===== Data to process =====

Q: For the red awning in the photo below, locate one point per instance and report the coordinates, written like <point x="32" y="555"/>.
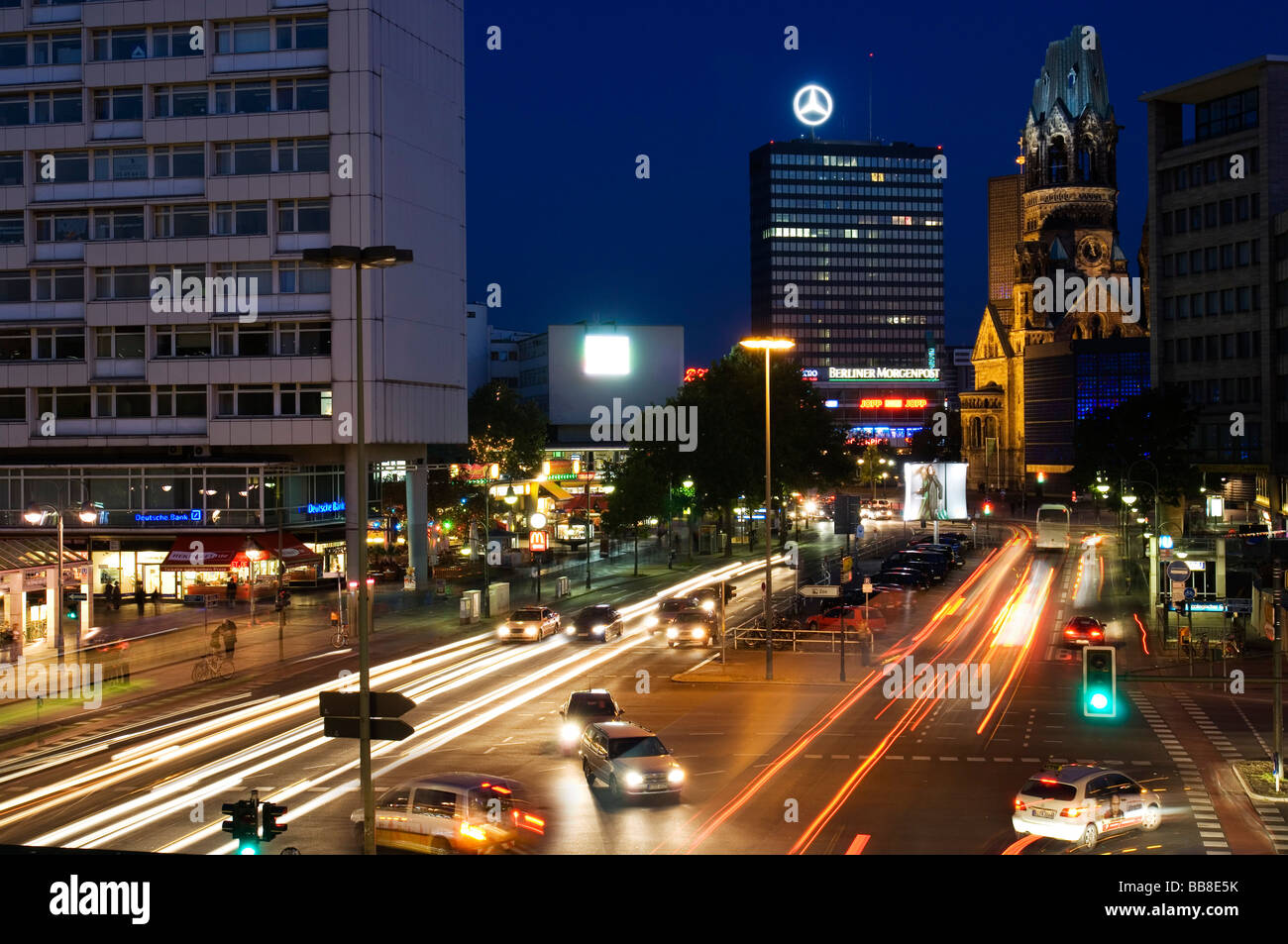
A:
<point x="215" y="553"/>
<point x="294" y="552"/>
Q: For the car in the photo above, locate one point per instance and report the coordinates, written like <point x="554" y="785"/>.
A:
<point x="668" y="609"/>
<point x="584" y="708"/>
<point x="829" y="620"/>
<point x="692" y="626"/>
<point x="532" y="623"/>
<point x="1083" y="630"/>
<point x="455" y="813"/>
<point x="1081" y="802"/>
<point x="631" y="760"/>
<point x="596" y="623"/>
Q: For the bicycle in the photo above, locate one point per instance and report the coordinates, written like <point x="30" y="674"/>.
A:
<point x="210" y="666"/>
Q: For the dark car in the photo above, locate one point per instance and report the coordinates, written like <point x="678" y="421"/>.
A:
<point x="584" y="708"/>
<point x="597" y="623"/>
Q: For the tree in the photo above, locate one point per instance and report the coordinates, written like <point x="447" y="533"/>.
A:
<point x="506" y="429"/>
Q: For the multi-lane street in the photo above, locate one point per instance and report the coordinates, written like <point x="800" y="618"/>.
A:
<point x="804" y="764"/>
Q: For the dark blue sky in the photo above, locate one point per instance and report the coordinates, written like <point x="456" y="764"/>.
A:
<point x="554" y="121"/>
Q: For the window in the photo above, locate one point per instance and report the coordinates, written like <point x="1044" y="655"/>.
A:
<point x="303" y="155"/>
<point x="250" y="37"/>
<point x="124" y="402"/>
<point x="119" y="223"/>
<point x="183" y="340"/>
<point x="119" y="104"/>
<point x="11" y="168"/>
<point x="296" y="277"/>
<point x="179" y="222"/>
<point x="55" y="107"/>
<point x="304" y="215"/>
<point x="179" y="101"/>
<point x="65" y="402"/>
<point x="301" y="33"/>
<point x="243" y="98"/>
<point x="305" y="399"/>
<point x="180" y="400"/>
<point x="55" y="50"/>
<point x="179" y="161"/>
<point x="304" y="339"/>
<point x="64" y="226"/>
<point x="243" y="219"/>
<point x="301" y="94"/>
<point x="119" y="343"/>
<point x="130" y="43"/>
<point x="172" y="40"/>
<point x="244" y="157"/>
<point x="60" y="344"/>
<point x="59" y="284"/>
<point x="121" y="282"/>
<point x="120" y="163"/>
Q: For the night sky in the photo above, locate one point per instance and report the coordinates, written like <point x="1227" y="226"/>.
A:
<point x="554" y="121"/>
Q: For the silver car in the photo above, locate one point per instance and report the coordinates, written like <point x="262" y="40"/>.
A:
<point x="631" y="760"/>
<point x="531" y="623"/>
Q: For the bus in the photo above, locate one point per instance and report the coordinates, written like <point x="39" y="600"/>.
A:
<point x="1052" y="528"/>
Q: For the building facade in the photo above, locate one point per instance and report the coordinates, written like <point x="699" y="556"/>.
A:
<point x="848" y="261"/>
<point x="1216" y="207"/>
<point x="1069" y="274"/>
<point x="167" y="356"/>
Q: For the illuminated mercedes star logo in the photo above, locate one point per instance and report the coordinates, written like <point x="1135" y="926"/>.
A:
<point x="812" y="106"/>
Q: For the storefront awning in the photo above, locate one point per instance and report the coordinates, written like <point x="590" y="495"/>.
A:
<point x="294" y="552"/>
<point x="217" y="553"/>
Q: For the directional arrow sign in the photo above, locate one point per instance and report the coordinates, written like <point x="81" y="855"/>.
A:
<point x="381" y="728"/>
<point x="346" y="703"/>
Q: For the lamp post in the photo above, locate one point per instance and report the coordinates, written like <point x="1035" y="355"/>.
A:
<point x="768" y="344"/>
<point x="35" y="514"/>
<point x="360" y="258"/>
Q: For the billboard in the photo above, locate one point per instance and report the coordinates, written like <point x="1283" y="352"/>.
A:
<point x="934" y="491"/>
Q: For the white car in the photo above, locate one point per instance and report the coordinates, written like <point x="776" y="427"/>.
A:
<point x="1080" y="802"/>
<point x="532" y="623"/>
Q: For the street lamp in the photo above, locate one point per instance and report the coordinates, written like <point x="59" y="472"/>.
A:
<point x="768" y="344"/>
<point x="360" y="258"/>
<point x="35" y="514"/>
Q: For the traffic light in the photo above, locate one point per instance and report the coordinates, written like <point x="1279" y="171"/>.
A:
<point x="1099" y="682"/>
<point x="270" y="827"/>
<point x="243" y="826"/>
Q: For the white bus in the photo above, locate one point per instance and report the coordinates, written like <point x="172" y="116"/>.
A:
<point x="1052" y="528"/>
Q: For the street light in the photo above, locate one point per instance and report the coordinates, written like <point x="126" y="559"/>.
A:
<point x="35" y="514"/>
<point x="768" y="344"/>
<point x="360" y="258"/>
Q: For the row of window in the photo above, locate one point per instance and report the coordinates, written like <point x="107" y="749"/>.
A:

=====

### Work order
"white" is the word to look for; copy every line of the data that has it.

### Expected answer
Q: For the white car in the photo above, locate one point per instance and report the coordinates, written like <point x="776" y="427"/>.
Q: For the white bus in the photo above, locate one point per instance and report the coordinates, written like <point x="172" y="116"/>.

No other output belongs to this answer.